# 阅读材料
-----
Hadoop Partitioner使用教程

partitioner在处理输入数据集时就像条件表达式(condition)一样工作。分区阶段发生在Map阶段之后,Reduce阶段之前。partitioner的个数等于reducer的个数(The number of partitioners is equal to the number of reducers)。这就意味着一个partitioner将根据reducer的个数来划分数据(That means a partitioner will divide the data according to the number of reducers)。因此,从一个单独partitioner传递过来的数据将会交由一个单独的reducer处理(the data passed from a single partitioner is processed by a single Reducer)。

1. Partitioner

partitioner对Map中间输出结果的键值对进行分区。使用用户自定义的分区条件来对数据进行分区,它的工作方式类似于hash函数。partitioner的总个数与作业的reducer任务的个数相同。下面我们以一个例子来说明partitioner是如何工作的。

2. MapReduce的Partitioner实现

为了方便,假设我们有一个Employee表,数据如下。我们使用下面样例数据作为输入数据集来验证partitioner是如何工作的。

Id Name Age Gender Salary
1201 gopal 45 Male 50,000
1202 manisha 40 Female 50,000
1203 khalil 34 Male 30,000
1204 prasanth 30 Male 30,000
1205 kiran 20 Male 40,000
1206 laxmi 25 Female 35,000
1207 bhavya 20 Female 15,000
1208 reshma 19 Female 15,000
1209 kranthi 22 Male 22,000
1210 Satish 24 Male 25,000
1211 Krishna 25 Male 25,000
1212 Arshad 28 Male 20,000
1213 lavanya 18 Female 8,000

我们写一个程序来处理输入数据集,对年龄进行分组(例如:小于20,21-30,大于30),并找到每个分组中的最高工资的员工。
-----
# 记录集
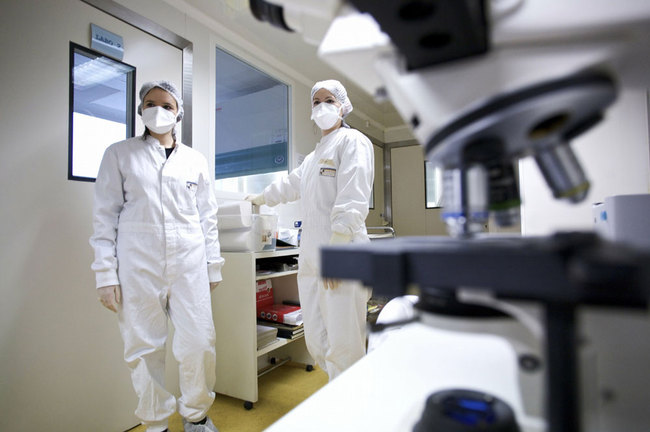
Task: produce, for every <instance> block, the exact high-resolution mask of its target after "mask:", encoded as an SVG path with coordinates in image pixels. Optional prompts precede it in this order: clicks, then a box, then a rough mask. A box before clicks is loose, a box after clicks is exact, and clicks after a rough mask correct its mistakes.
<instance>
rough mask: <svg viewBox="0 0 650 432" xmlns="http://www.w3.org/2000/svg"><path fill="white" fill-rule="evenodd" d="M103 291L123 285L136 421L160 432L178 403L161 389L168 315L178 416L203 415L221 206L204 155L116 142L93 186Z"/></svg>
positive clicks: (206, 391)
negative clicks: (135, 412) (172, 356)
mask: <svg viewBox="0 0 650 432" xmlns="http://www.w3.org/2000/svg"><path fill="white" fill-rule="evenodd" d="M94 205H95V208H94V220H93V226H94V234H93V236H92V237H91V239H90V244H91V245H92V246H93V248H94V250H95V261H94V262H93V264H92V269H93V270H94V271H95V273H96V280H97V287H102V286H107V285H118V284H119V285H121V289H122V306H121V308H119V309H118V319H119V326H120V331H121V333H122V338H123V339H124V359H125V360H126V362H127V364H128V366H129V368H130V369H131V378H132V381H133V386H134V388H135V391H136V393H137V395H138V398H139V403H138V407H137V409H136V415H137V416H138V417H139V418H140V419H142V421H143V422H144V423H145V424H147V426H148V430H149V431H157V430H161V431H162V430H164V429H165V428H166V426H167V419H168V417H169V416H170V415H171V414H173V413H174V411H175V410H176V408H177V407H176V400H175V398H174V396H173V395H172V394H170V393H169V392H168V391H167V390H166V389H165V386H164V376H165V372H164V369H165V342H166V339H167V333H168V330H167V317H169V318H170V319H171V321H172V323H173V325H174V329H175V334H174V340H173V344H172V349H173V353H174V357H175V358H176V360H177V361H178V362H179V380H180V389H181V393H182V396H181V397H180V399H179V400H178V411H179V413H180V414H181V415H182V416H183V417H184V418H186V419H188V420H190V421H198V420H201V419H202V418H203V417H205V415H206V413H207V411H208V409H209V408H210V406H211V405H212V402H213V400H214V396H215V395H214V392H213V391H212V389H213V388H214V383H215V347H214V345H215V330H214V321H213V320H212V306H211V298H210V287H209V282H218V281H221V267H222V265H223V262H224V260H223V258H221V251H220V247H219V241H218V232H217V202H216V198H215V196H214V190H213V187H212V178H211V176H210V175H209V171H208V164H207V161H206V159H205V157H204V156H203V155H202V154H200V153H199V152H197V151H196V150H194V149H192V148H190V147H187V146H185V145H183V144H180V143H177V145H176V147H175V148H174V150H173V152H172V154H171V155H170V156H169V159H166V157H165V149H164V148H163V147H162V146H160V144H159V143H158V140H156V139H155V138H153V137H151V136H148V137H147V138H146V140H143V139H142V137H134V138H130V139H127V140H125V141H121V142H118V143H115V144H113V145H111V146H110V147H109V148H108V149H107V150H106V152H105V153H104V157H103V159H102V163H101V166H100V169H99V173H98V175H97V182H96V184H95V204H94Z"/></svg>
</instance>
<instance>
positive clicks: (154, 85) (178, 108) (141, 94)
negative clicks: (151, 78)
mask: <svg viewBox="0 0 650 432" xmlns="http://www.w3.org/2000/svg"><path fill="white" fill-rule="evenodd" d="M156 87H158V88H159V89H162V90H165V91H166V92H167V93H169V94H170V95H172V97H173V98H174V99H175V100H176V105H177V106H178V114H177V115H176V121H177V122H179V121H181V120H182V119H183V113H184V110H183V99H182V98H181V93H180V92H179V91H178V89H177V88H176V86H175V85H174V84H173V83H172V82H170V81H165V80H161V81H150V82H148V83H144V84H142V87H141V88H140V105H138V114H140V115H142V100H143V99H144V97H145V96H146V95H147V93H149V92H150V91H151V89H153V88H156Z"/></svg>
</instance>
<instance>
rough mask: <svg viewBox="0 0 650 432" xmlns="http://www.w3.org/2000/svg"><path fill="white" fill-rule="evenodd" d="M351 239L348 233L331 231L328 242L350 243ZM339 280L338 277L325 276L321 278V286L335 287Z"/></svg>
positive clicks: (326, 288) (339, 284) (337, 243)
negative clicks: (324, 278)
mask: <svg viewBox="0 0 650 432" xmlns="http://www.w3.org/2000/svg"><path fill="white" fill-rule="evenodd" d="M351 241H352V236H351V235H350V234H341V233H339V232H336V231H334V232H332V235H331V237H330V244H331V245H335V244H346V243H350V242H351ZM340 283H341V281H340V280H339V279H330V278H325V279H323V286H324V287H325V289H336V288H338V286H339V285H340Z"/></svg>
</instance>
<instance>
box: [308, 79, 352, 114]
mask: <svg viewBox="0 0 650 432" xmlns="http://www.w3.org/2000/svg"><path fill="white" fill-rule="evenodd" d="M322 88H324V89H325V90H327V91H329V92H330V93H332V94H333V95H334V97H335V98H336V100H337V101H339V102H340V103H341V105H342V106H343V110H342V116H343V117H345V116H347V115H348V114H350V113H351V112H352V102H350V99H349V98H348V92H347V91H346V90H345V87H343V84H341V83H340V82H339V81H337V80H325V81H318V82H317V83H316V84H314V87H312V89H311V100H310V101H309V103H310V104H311V102H312V101H313V100H314V94H315V93H316V92H317V91H318V90H320V89H322Z"/></svg>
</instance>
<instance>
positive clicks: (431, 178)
mask: <svg viewBox="0 0 650 432" xmlns="http://www.w3.org/2000/svg"><path fill="white" fill-rule="evenodd" d="M424 169H425V171H424V173H425V175H424V178H425V189H426V195H427V197H426V198H427V207H426V208H437V207H442V206H443V201H442V191H443V184H442V169H440V168H438V167H434V166H433V165H431V164H430V163H429V162H427V161H425V162H424Z"/></svg>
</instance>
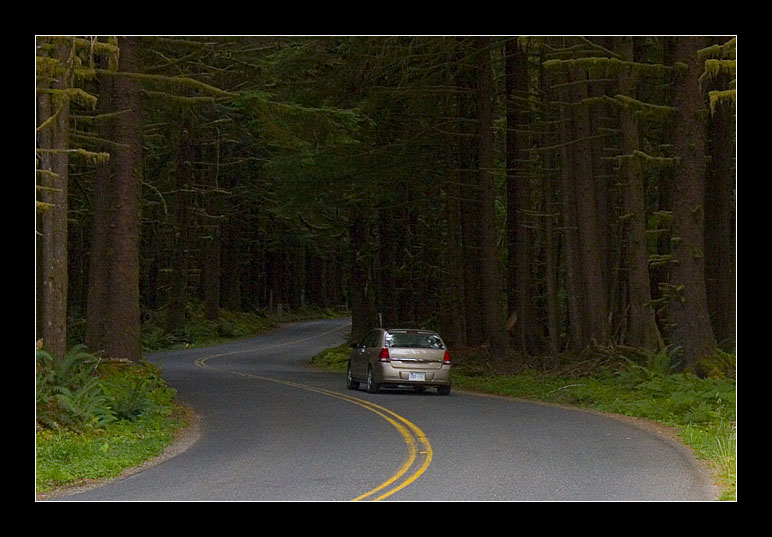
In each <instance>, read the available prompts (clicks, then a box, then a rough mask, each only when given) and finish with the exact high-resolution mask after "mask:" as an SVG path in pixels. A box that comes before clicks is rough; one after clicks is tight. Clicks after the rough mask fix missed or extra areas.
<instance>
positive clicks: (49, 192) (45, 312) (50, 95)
mask: <svg viewBox="0 0 772 537" xmlns="http://www.w3.org/2000/svg"><path fill="white" fill-rule="evenodd" d="M70 53H71V47H70V46H68V45H66V44H64V43H60V44H57V45H56V47H55V51H54V57H55V58H56V59H57V60H58V67H59V68H60V69H61V72H59V73H57V74H56V80H55V81H54V83H53V87H52V89H53V92H51V93H48V92H46V91H42V92H40V93H39V94H38V97H37V103H38V104H37V106H38V119H39V121H40V122H41V123H42V122H44V121H46V120H48V119H50V118H52V116H53V120H52V122H51V123H49V124H48V125H47V126H45V127H43V130H41V132H40V134H39V135H38V136H39V140H38V147H39V148H40V149H41V150H42V151H41V152H40V153H39V155H40V156H39V169H40V170H41V172H42V173H41V174H40V186H41V187H42V188H41V190H40V198H39V199H40V201H41V202H42V203H44V204H46V205H47V207H48V208H47V209H45V210H43V211H42V213H41V214H40V217H39V220H38V223H39V225H40V230H39V233H40V238H39V241H38V245H39V247H38V256H37V265H38V266H37V271H38V273H37V282H38V289H37V293H38V296H37V300H38V311H37V316H38V318H37V324H38V326H37V329H38V334H37V338H38V339H42V340H43V347H44V348H45V349H46V350H48V351H49V352H50V353H51V354H52V355H53V356H55V357H62V356H64V354H65V353H66V351H67V246H68V244H67V207H68V205H67V191H68V180H69V179H68V166H69V157H68V154H67V149H68V144H69V141H68V138H69V115H70V112H69V110H70V99H69V96H68V95H66V94H65V92H64V91H65V90H66V89H67V88H69V87H70V86H71V81H70V79H71V77H72V69H73V65H72V63H71V58H70Z"/></svg>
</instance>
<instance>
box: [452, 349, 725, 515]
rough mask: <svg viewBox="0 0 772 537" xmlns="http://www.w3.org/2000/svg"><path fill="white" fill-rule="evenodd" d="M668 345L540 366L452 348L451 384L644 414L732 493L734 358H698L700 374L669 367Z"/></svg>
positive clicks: (607, 354)
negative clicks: (684, 448)
mask: <svg viewBox="0 0 772 537" xmlns="http://www.w3.org/2000/svg"><path fill="white" fill-rule="evenodd" d="M673 363H674V359H673V357H672V356H671V355H669V354H668V353H665V352H662V353H645V352H640V351H637V350H634V349H624V350H623V351H619V350H604V351H602V352H601V351H598V352H595V353H591V354H590V355H589V356H588V355H587V354H585V355H583V356H577V357H567V356H561V357H560V361H559V362H558V363H553V364H550V365H549V367H544V366H543V364H540V365H542V366H541V367H539V365H537V364H536V363H533V362H529V361H527V360H524V361H518V360H517V359H513V360H509V361H506V362H494V361H491V360H489V359H488V358H487V356H486V355H485V353H484V352H481V351H479V350H478V351H475V350H466V351H462V352H457V353H455V362H454V370H453V385H454V386H456V387H458V388H461V389H467V390H471V391H478V392H484V393H491V394H498V395H506V396H510V397H518V398H524V399H530V400H535V401H543V402H549V403H555V404H563V405H571V406H577V407H583V408H589V409H594V410H598V411H601V412H610V413H615V414H621V415H625V416H632V417H638V418H645V419H649V420H652V421H655V422H657V423H660V424H663V425H665V426H667V427H669V428H671V429H673V430H675V431H676V432H677V434H678V435H679V437H680V438H681V439H682V440H683V441H684V443H686V444H687V445H688V446H690V447H691V448H692V449H693V450H694V452H695V454H696V455H697V456H698V457H700V458H702V459H704V460H705V461H707V462H708V463H709V465H710V466H711V467H712V469H713V474H714V481H715V482H716V484H717V485H718V488H719V489H720V494H719V499H721V500H735V499H736V496H737V427H736V421H737V415H736V380H735V358H734V356H733V355H729V354H724V353H719V354H718V355H717V356H716V357H712V358H711V359H710V360H705V361H703V363H701V364H700V367H701V370H702V371H703V372H705V374H707V375H708V376H697V375H696V374H694V373H691V372H677V371H675V370H674V368H673V366H672V364H673Z"/></svg>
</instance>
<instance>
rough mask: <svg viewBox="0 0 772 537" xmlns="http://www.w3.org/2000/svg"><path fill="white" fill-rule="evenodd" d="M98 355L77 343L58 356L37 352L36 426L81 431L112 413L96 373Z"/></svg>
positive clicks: (106, 397)
mask: <svg viewBox="0 0 772 537" xmlns="http://www.w3.org/2000/svg"><path fill="white" fill-rule="evenodd" d="M98 364H99V359H98V358H97V357H95V356H93V355H91V354H89V353H87V352H86V350H85V347H84V346H83V345H76V346H75V347H73V348H72V349H70V351H69V352H68V353H67V354H66V355H65V356H63V357H62V358H60V359H55V358H54V357H53V356H51V354H49V353H48V352H46V351H45V350H42V349H40V350H38V351H37V353H36V367H37V371H36V384H37V391H36V411H37V416H36V417H37V423H38V426H39V427H42V428H48V429H69V430H75V431H82V430H85V429H88V428H101V427H104V426H105V425H106V424H108V423H110V422H111V421H114V420H115V416H114V414H113V412H112V410H111V409H110V406H109V404H108V400H107V397H105V394H104V390H103V389H102V384H101V382H100V380H99V378H97V377H96V376H94V375H95V371H96V366H97V365H98Z"/></svg>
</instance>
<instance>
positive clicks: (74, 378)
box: [35, 306, 344, 493]
mask: <svg viewBox="0 0 772 537" xmlns="http://www.w3.org/2000/svg"><path fill="white" fill-rule="evenodd" d="M343 314H344V313H343V312H338V311H334V310H326V309H325V310H320V309H316V308H308V309H305V310H303V311H294V312H285V313H284V314H283V315H281V316H277V315H274V316H266V315H262V314H259V313H233V312H229V311H226V310H221V311H220V317H219V318H218V319H217V320H216V321H207V320H205V319H204V318H203V313H202V308H201V307H200V306H190V307H189V309H188V323H187V324H186V326H185V328H184V329H182V330H178V331H176V332H174V333H167V332H165V331H164V330H163V328H162V325H163V323H162V322H160V320H161V316H159V315H149V316H148V319H147V322H146V323H145V325H144V326H143V334H142V335H143V345H144V348H145V350H147V351H155V350H162V349H174V348H187V347H196V346H205V345H213V344H216V343H219V342H223V341H229V340H233V339H236V338H241V337H249V336H255V335H259V334H262V333H265V332H267V331H269V330H272V329H274V328H276V327H278V326H279V325H280V324H282V323H288V322H298V321H302V320H309V319H319V318H329V317H337V316H341V315H343ZM36 353H37V354H36V395H37V400H36V412H35V417H36V424H37V426H36V432H35V452H36V472H35V490H36V492H37V493H48V492H51V491H55V490H56V489H62V488H66V487H69V486H72V485H77V484H80V483H83V482H89V481H91V480H102V479H109V478H112V477H115V476H118V475H120V474H121V473H123V472H124V471H125V470H127V469H130V468H133V467H136V466H139V465H141V464H143V463H145V462H147V461H148V460H150V459H153V458H155V457H157V456H159V455H160V454H162V453H163V451H164V449H165V448H166V447H167V446H169V445H170V444H171V443H172V442H173V441H174V439H175V436H176V434H177V433H178V432H179V431H180V430H181V429H183V428H184V427H185V426H186V425H187V418H186V416H187V413H186V411H185V409H184V408H183V407H182V406H181V405H179V404H178V402H177V401H176V397H175V396H176V391H175V390H174V389H173V388H172V387H170V386H167V385H166V383H165V382H164V380H163V378H162V377H161V372H160V371H159V370H158V369H157V368H156V367H155V366H153V365H151V364H149V363H148V362H146V361H141V362H140V363H138V364H131V363H126V362H116V361H104V360H100V359H99V358H97V357H96V356H93V355H91V354H89V353H88V352H87V350H86V348H85V347H84V346H83V345H74V346H73V347H72V348H71V349H70V351H69V352H68V353H67V355H66V356H63V357H57V358H55V357H53V356H51V355H50V354H49V353H47V352H46V351H45V350H43V349H37V351H36Z"/></svg>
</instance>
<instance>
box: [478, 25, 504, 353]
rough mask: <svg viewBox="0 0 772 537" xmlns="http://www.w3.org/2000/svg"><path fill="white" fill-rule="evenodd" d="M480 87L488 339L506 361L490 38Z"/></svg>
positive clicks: (480, 149)
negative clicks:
-----
# 任务目标
逐字复述上方关于 Hadoop Partitioner 的阅读材料全文。

# 解答如下
Hadoop Partitioner使用教程

partitioner在处理输入数据集时就像条件表达式(condition)一样工作。分区阶段发生在Map阶段之后,Reduce阶段之前。partitioner的个数等于reducer的个数(The number of partitioners is equal to the number of reducers)。这就意味着一个partitioner将根据reducer的个数来划分数据(That means a partitioner will divide the data according to the number of reducers)。因此,从一个单独partitioner传递过来的数据将会交由一个单独的reducer处理(the data passed from a single partitioner is processed by a single Reducer)。

1. Partitioner

partitioner对Map中间输出结果的键值对进行分区。使用用户自定义的分区条件来对数据进行分区,它的工作方式类似于hash函数。partitioner的总个数与作业的reducer任务的个数相同。下面我们以一个例子来说明partitioner是如何工作的。

2. MapReduce的Partitioner实现

为了方便,假设我们有一个Employee表,数据如下。我们使用下面样例数据作为输入数据集来验证partitioner是如何工作的。

Id Name Age Gender Salary
1201 gopal 45 Male 50,000
1202 manisha 40 Female 50,000
1203 khalil 34 Male 30,000
1204 prasanth 30 Male 30,000
1205 kiran 20 Male 40,000
1206 laxmi 25 Female 35,000
1207 bhavya 20 Female 15,000
1208 reshma 19 Female 15,000
1209 kranthi 22 Male 22,000
1210 Satish 24 Male 25,000
1211 Krishna 25 Male 25,000
1212 Arshad 28 Male 20,000
1213 lavanya 18 Female 8,000

我们写一个程序来处理输入数据集,对年龄进行分组(例如:小于20,21-30,大于30),并找到每个分组中的最高工资的员工。